__REQUIRED TASK__
Recast the item lines as a Markdown table with the columns Row and Item line, starting at the line that contains "the tablet computer" and ending at the line that contains "(1015, 1012)". Number each line and omit blank lines.
---+---
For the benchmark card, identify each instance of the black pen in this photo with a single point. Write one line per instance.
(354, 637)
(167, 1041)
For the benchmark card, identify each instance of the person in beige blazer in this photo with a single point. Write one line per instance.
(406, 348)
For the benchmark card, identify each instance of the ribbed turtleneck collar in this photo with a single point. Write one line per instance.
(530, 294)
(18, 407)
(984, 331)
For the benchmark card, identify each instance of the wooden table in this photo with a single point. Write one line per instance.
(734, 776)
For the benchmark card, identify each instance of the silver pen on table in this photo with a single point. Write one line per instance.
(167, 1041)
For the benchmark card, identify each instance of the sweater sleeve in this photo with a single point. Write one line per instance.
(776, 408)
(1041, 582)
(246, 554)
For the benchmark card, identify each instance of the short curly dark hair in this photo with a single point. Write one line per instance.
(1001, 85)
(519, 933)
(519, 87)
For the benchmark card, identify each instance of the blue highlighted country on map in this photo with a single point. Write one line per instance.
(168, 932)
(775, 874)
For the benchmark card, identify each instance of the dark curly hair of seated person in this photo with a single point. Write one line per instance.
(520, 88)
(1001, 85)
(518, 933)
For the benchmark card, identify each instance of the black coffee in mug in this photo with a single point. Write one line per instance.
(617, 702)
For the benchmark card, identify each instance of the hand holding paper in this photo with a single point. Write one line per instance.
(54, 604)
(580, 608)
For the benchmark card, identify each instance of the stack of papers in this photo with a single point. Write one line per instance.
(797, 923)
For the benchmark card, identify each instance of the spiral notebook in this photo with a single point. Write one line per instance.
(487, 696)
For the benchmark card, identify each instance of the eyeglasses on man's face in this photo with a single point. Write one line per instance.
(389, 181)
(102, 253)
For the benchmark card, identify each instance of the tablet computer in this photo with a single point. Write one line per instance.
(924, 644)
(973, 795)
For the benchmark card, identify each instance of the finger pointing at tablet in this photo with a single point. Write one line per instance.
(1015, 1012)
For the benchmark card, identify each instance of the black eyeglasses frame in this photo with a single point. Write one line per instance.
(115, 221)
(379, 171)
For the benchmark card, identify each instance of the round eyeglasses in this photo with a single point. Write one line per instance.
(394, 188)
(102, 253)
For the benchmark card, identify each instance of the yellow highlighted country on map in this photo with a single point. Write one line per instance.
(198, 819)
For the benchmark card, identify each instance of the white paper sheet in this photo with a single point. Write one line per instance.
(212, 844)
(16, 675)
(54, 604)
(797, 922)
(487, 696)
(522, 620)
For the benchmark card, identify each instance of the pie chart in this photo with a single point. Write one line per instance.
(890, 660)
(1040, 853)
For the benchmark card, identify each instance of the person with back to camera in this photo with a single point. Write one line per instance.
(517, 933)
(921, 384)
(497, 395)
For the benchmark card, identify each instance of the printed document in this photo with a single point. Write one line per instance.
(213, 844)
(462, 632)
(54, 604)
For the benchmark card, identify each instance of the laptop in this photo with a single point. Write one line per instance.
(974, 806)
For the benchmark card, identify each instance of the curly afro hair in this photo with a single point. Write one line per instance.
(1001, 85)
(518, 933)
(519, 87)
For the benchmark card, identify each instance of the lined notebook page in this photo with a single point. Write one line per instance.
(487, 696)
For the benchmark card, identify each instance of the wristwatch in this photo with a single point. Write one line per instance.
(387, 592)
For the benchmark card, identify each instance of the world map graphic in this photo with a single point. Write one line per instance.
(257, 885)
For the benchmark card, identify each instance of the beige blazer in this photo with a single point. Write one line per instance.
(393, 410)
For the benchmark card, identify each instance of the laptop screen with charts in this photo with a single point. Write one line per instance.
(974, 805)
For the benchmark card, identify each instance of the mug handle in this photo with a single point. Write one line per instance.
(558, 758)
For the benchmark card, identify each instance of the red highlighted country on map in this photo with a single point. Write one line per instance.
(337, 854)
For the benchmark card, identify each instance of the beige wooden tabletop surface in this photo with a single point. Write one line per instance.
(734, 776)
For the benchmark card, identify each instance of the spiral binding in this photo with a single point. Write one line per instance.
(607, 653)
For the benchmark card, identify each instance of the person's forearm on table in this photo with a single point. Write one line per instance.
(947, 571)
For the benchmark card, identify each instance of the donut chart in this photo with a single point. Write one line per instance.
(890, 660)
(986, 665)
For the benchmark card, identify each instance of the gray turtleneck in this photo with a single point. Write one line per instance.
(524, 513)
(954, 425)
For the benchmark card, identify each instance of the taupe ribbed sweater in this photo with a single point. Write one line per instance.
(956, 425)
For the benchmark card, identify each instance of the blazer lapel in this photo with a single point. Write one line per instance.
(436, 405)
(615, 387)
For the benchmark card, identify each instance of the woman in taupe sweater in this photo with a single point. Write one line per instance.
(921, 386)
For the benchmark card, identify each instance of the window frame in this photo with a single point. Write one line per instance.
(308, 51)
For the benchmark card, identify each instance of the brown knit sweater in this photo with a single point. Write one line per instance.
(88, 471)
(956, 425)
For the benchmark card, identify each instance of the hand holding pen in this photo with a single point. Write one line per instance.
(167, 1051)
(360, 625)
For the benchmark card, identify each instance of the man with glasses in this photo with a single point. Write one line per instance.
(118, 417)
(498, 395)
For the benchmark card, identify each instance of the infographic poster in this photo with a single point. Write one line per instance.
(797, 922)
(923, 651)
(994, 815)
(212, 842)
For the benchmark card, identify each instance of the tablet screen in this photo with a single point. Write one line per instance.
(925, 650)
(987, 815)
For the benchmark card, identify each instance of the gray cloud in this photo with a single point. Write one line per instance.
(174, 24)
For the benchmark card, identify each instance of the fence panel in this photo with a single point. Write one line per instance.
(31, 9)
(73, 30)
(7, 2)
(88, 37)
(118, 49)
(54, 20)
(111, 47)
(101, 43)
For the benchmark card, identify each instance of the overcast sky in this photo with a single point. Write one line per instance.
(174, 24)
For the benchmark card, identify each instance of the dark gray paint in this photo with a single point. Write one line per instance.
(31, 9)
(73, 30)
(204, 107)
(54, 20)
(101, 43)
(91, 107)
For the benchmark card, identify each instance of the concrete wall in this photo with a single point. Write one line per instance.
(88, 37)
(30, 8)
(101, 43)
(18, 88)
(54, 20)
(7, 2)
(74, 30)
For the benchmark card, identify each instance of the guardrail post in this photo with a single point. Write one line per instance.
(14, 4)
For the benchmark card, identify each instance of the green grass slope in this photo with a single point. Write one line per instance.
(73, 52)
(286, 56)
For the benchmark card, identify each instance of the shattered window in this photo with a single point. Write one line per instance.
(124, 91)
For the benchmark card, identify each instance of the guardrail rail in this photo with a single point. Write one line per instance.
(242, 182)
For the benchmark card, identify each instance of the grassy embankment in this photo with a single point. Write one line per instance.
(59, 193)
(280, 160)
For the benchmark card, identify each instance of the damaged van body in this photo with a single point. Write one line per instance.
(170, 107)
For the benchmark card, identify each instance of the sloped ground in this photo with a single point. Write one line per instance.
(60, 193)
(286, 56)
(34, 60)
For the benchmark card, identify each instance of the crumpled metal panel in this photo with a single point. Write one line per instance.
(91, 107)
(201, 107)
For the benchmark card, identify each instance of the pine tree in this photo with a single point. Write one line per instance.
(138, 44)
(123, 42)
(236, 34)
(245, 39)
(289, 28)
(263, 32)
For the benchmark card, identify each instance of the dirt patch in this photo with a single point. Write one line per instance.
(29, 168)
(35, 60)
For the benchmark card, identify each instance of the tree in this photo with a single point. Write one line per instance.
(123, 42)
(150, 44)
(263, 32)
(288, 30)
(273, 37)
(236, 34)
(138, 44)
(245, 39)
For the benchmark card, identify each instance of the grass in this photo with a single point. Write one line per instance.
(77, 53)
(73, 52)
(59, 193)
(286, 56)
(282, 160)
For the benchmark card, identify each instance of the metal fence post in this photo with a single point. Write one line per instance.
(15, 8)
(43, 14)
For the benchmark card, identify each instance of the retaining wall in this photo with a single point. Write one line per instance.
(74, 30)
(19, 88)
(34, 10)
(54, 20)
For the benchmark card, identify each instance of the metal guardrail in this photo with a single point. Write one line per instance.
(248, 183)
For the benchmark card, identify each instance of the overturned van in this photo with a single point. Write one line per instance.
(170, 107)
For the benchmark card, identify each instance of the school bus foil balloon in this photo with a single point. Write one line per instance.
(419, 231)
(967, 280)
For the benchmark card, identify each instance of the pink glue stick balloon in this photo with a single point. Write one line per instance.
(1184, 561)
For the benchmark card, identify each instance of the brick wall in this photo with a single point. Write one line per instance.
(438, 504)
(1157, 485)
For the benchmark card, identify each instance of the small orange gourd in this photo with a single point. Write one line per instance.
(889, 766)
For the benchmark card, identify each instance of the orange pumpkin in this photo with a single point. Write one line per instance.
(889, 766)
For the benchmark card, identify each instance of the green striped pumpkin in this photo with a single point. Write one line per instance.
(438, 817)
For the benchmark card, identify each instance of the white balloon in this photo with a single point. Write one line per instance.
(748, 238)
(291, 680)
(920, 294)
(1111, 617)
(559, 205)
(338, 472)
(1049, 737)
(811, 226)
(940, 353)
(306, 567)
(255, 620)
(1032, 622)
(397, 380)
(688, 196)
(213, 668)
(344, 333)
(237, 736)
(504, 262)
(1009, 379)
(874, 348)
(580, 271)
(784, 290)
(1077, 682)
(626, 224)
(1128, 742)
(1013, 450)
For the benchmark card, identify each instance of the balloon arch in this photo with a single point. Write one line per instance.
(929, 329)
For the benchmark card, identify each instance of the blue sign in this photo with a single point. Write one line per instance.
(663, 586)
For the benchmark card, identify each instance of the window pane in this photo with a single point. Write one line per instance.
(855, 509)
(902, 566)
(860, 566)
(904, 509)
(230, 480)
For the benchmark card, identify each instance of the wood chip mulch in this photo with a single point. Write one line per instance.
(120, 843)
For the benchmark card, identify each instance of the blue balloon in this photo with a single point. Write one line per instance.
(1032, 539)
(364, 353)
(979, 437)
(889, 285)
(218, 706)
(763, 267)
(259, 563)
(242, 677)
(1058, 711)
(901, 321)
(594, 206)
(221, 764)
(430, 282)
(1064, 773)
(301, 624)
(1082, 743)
---+---
__FINISHED TASK__
| Row | Item line |
|---|---|
| 1 | For the benchmark card, identify each instance of the tablet computer in this photo with a single point. Write one line per instance. |
| 2 | (924, 644) |
| 3 | (973, 795) |
| 4 | For the benchmark card, identify each instance of the finger pointing at tablet in this photo with a single point. Write one line per instance. |
| 5 | (1015, 1012) |